◆ SUPPLIED RECORDS ◆
*** Block opens ***

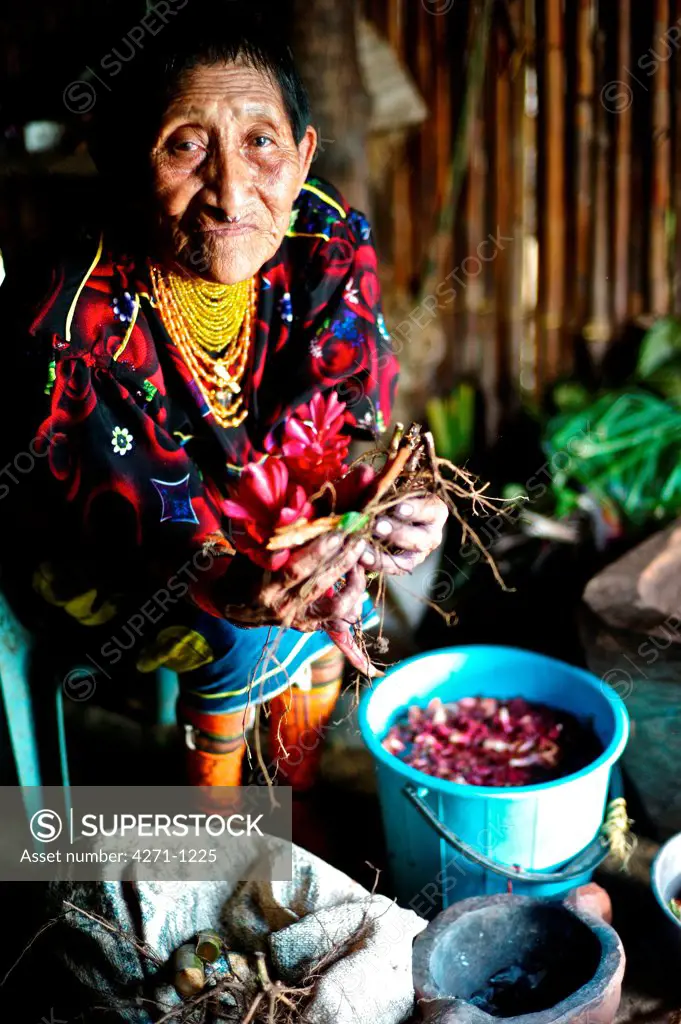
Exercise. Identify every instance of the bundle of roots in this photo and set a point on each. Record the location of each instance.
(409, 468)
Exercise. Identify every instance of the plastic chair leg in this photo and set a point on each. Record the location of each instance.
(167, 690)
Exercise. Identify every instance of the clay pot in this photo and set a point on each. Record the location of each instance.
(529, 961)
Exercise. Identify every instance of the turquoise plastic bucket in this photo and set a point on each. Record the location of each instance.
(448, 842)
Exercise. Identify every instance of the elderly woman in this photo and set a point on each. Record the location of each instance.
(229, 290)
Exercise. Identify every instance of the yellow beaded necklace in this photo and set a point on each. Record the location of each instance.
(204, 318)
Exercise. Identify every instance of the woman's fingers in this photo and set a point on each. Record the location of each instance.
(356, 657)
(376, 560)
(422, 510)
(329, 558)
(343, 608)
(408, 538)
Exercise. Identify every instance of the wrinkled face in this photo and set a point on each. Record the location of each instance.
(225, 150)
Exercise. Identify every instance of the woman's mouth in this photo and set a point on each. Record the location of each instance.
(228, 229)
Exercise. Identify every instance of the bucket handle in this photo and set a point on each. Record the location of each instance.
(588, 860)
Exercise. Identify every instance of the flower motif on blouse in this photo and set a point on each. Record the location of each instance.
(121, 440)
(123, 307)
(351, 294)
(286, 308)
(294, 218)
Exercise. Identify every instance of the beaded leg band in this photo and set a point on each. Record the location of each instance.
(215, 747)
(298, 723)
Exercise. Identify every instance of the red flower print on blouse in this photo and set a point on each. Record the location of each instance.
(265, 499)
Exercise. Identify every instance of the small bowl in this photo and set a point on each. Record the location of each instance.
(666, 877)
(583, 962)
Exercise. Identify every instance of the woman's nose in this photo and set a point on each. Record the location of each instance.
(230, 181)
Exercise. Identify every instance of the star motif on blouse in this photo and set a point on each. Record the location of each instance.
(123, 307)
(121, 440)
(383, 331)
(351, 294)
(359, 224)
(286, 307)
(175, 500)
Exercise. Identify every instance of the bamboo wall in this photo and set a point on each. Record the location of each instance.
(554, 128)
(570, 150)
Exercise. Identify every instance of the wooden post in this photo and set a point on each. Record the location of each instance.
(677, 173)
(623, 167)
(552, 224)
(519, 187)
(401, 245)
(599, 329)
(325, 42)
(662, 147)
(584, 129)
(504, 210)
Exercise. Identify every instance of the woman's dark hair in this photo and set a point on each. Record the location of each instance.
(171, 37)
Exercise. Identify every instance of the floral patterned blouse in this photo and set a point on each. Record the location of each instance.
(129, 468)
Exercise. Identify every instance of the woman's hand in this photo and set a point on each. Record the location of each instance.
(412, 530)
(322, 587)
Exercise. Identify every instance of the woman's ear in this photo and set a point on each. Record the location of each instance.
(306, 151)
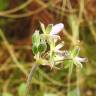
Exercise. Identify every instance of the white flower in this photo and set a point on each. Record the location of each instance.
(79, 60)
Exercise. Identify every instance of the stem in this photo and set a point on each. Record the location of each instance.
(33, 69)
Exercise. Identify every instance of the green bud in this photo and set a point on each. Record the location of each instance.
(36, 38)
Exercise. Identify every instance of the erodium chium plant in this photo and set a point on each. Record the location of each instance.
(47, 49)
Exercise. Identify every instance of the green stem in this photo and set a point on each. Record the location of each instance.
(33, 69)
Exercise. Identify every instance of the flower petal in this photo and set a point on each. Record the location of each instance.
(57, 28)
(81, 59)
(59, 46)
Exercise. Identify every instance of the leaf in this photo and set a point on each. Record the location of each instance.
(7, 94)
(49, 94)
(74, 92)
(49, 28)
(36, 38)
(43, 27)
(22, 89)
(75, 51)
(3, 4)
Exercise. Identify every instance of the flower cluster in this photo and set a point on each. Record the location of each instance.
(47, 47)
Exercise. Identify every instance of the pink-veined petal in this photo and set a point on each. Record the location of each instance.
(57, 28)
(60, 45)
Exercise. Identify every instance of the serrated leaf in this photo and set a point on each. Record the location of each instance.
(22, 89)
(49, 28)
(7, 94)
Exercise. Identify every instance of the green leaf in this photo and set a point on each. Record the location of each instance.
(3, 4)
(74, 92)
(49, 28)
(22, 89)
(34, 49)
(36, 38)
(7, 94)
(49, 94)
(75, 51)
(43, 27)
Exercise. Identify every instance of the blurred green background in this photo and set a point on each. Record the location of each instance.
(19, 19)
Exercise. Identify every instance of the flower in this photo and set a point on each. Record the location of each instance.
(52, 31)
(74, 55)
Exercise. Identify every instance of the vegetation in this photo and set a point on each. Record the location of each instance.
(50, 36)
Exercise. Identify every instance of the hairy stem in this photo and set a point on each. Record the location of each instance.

*** Block closes ***

◆ WHAT TO PRODUCE ◆
Here the answer is the exact run of lines above, from the line with "Exercise. Identify every instance of the flower cluster" down to the last, and nothing else.

◆ EXPECTED ANSWER ◆
Exercise. Identify every instance of the flower cluster in this photo and set a point on each. Record the location of each instance.
(47, 47)
Exercise. Identify every instance of the pink-veined petal in this photo and set a point on each. Record the location of each instance.
(57, 28)
(60, 45)
Exercise. Identify every instance of the serrated leaf in this photo and set a point on each. Record the location of each instance.
(22, 89)
(49, 28)
(7, 94)
Exercise. Identify every instance of the green leaf in this photo and set a point on each. Record the location of each instance.
(3, 4)
(74, 92)
(49, 28)
(22, 89)
(34, 49)
(36, 38)
(7, 94)
(49, 94)
(75, 51)
(43, 27)
Exercise. Identify every instance of the blurred green background in this photo and set a point on each. Record the location of each instance.
(19, 19)
Exercise. Identify every instance of the flower in this photo and set a point on each. Record the location of each instance.
(52, 31)
(74, 55)
Exercise. Identify every instance of the vegetation in this photo and set a point on each. Record the location of each instance.
(50, 36)
Exercise. Identify every instance of the hairy stem in this photo and set a point on each. Record the location of each instance.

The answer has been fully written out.